• _INPUT FOR THIS TASK_
···
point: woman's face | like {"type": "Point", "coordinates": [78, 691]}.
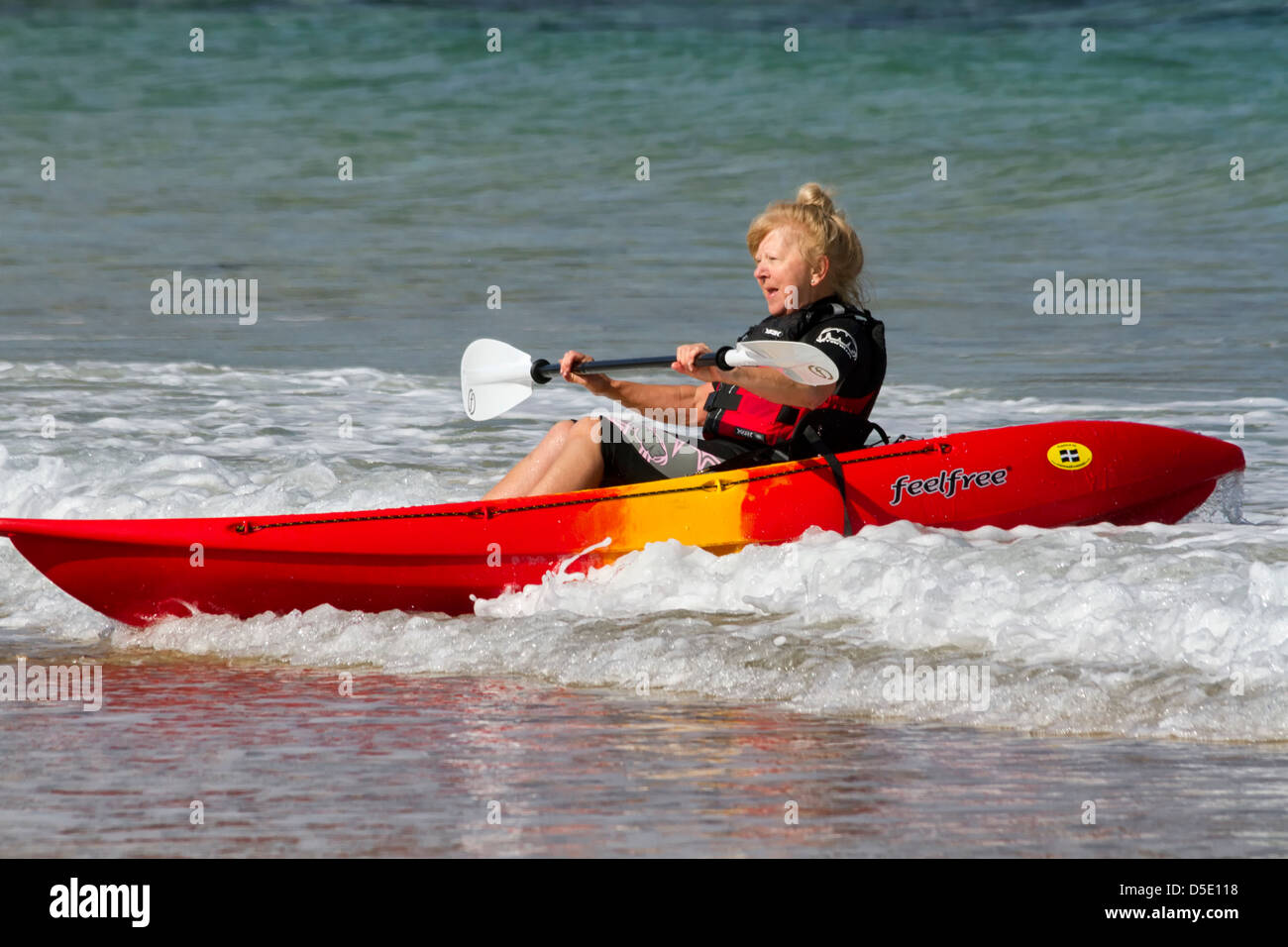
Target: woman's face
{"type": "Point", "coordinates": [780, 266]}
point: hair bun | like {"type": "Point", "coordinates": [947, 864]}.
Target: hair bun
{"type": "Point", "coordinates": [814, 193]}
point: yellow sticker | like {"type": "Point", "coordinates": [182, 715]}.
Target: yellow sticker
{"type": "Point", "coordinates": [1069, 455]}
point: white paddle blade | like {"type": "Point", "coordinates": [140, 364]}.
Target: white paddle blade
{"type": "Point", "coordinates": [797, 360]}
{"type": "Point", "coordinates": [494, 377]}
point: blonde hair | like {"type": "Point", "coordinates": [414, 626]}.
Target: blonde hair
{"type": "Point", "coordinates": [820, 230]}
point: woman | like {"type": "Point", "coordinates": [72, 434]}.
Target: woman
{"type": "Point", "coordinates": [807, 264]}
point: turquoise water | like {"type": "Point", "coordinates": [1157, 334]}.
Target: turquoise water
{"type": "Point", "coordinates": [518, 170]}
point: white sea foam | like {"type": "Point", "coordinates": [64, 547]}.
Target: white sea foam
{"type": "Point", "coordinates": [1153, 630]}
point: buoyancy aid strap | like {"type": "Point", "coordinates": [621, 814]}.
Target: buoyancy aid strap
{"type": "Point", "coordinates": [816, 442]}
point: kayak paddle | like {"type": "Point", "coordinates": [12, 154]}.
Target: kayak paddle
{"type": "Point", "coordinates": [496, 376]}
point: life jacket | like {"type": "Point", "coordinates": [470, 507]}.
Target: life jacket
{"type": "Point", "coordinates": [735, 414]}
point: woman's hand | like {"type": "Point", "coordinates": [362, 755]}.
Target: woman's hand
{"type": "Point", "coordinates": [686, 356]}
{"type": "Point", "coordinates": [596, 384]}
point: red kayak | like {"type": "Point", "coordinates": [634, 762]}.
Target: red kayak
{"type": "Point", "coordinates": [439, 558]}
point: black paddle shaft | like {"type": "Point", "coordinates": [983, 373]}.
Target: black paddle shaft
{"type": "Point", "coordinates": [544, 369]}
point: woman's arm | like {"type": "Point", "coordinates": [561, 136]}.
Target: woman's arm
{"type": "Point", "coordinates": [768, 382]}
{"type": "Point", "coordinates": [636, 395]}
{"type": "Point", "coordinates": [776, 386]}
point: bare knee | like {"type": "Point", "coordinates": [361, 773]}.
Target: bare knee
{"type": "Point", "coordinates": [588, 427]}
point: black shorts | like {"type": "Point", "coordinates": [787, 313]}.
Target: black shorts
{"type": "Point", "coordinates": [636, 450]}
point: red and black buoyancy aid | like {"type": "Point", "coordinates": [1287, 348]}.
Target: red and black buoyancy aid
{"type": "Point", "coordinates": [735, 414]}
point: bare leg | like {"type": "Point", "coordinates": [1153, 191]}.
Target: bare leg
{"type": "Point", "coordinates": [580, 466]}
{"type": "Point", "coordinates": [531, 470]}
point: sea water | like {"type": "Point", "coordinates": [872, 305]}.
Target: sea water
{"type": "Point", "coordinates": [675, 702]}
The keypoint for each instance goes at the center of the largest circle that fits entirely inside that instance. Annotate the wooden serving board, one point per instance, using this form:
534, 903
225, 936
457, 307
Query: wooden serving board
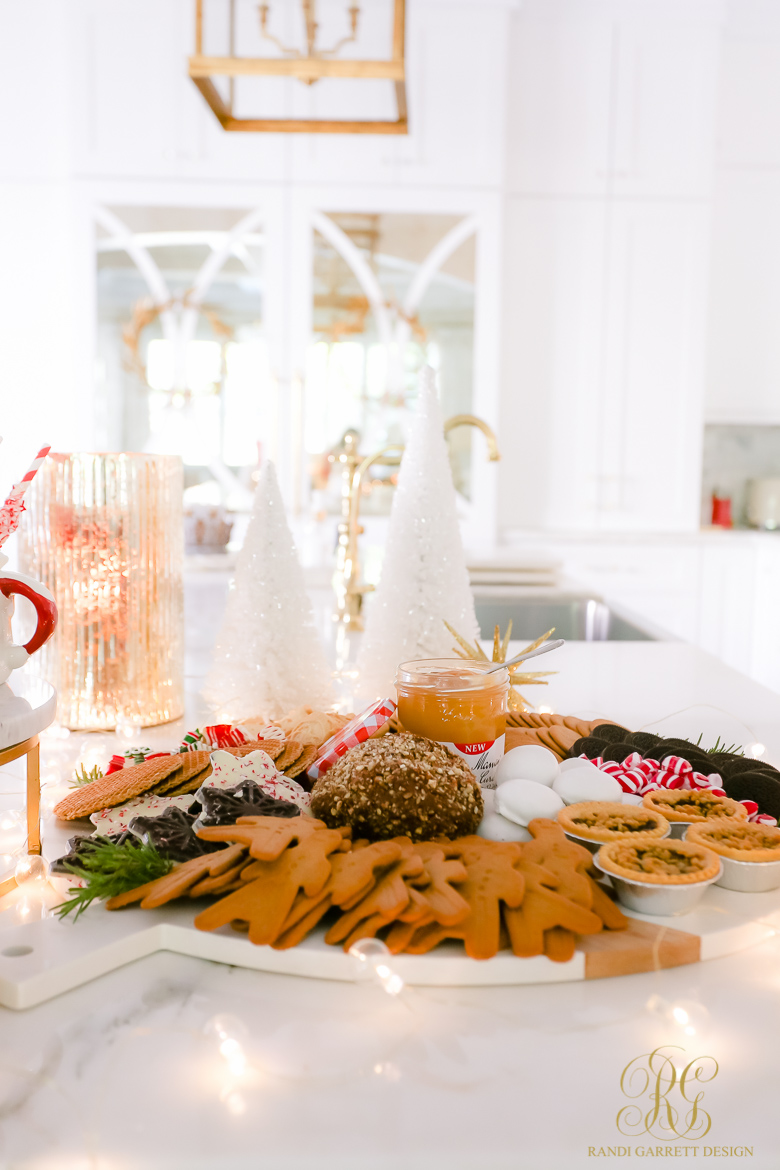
···
• _EXERCISE_
All entries above are to be restated exactly, with every image omitted.

• _RESULT OF THIS TASK_
point: woman's face | like {"type": "Point", "coordinates": [78, 691]}.
Target: woman's face
{"type": "Point", "coordinates": [780, 266]}
point: hair bun | like {"type": "Point", "coordinates": [947, 864]}.
Target: hair bun
{"type": "Point", "coordinates": [814, 193]}
point: yellow sticker | like {"type": "Point", "coordinates": [182, 715]}.
Target: yellow sticker
{"type": "Point", "coordinates": [1069, 455]}
point: white paddle blade | like {"type": "Point", "coordinates": [140, 364]}.
Target: white paddle blade
{"type": "Point", "coordinates": [797, 360]}
{"type": "Point", "coordinates": [494, 377]}
point: blonde hair | like {"type": "Point", "coordinates": [414, 626]}.
Target: blonde hair
{"type": "Point", "coordinates": [820, 230]}
point: woman | like {"type": "Point", "coordinates": [72, 434]}.
Target: woman
{"type": "Point", "coordinates": [807, 264]}
point: turquoise water | like {"type": "Point", "coordinates": [1157, 334]}.
Target: turquoise water
{"type": "Point", "coordinates": [518, 170]}
point: white sea foam | like {"type": "Point", "coordinates": [64, 547]}.
Target: white sea foam
{"type": "Point", "coordinates": [1153, 630]}
point: buoyancy aid strap | like {"type": "Point", "coordinates": [621, 814]}.
Target: buoyancy aid strap
{"type": "Point", "coordinates": [816, 442]}
point: kayak paddle | like {"type": "Point", "coordinates": [12, 154]}.
Target: kayak paddle
{"type": "Point", "coordinates": [496, 376]}
point: life jacket | like {"type": "Point", "coordinates": [470, 507]}.
Target: life jacket
{"type": "Point", "coordinates": [735, 414]}
point: woman's hand | like {"type": "Point", "coordinates": [362, 755]}.
Target: woman's hand
{"type": "Point", "coordinates": [686, 356]}
{"type": "Point", "coordinates": [596, 384]}
point: red kayak | like {"type": "Point", "coordinates": [634, 762]}.
Target: red kayak
{"type": "Point", "coordinates": [439, 558]}
point: black paddle shaft | like {"type": "Point", "coordinates": [983, 373]}.
Target: black paddle shaft
{"type": "Point", "coordinates": [544, 369]}
point: woman's arm | like {"type": "Point", "coordinates": [561, 136]}.
Target: woman's arm
{"type": "Point", "coordinates": [768, 382]}
{"type": "Point", "coordinates": [636, 395]}
{"type": "Point", "coordinates": [776, 386]}
point: bare knee | like {"type": "Point", "coordinates": [361, 773]}.
Target: bare knee
{"type": "Point", "coordinates": [588, 427]}
point: black shorts | like {"type": "Point", "coordinates": [787, 313]}.
Target: black shorts
{"type": "Point", "coordinates": [636, 450]}
point: red and black buoyancy aid | like {"type": "Point", "coordinates": [1287, 348]}.
Target: red and black buoyancy aid
{"type": "Point", "coordinates": [735, 414]}
point: bare leg | like {"type": "Point", "coordinates": [1153, 191]}.
Target: bare leg
{"type": "Point", "coordinates": [580, 466]}
{"type": "Point", "coordinates": [531, 470]}
point: sea water | like {"type": "Point", "coordinates": [872, 305]}.
Target: sea water
{"type": "Point", "coordinates": [675, 702]}
The keypoint for each instance goes at the center of the largest circle that fits entirely inside that instance. Annotate the wooden serving board, one point per instance, using this form:
534, 903
225, 936
457, 307
Query: wooden serving board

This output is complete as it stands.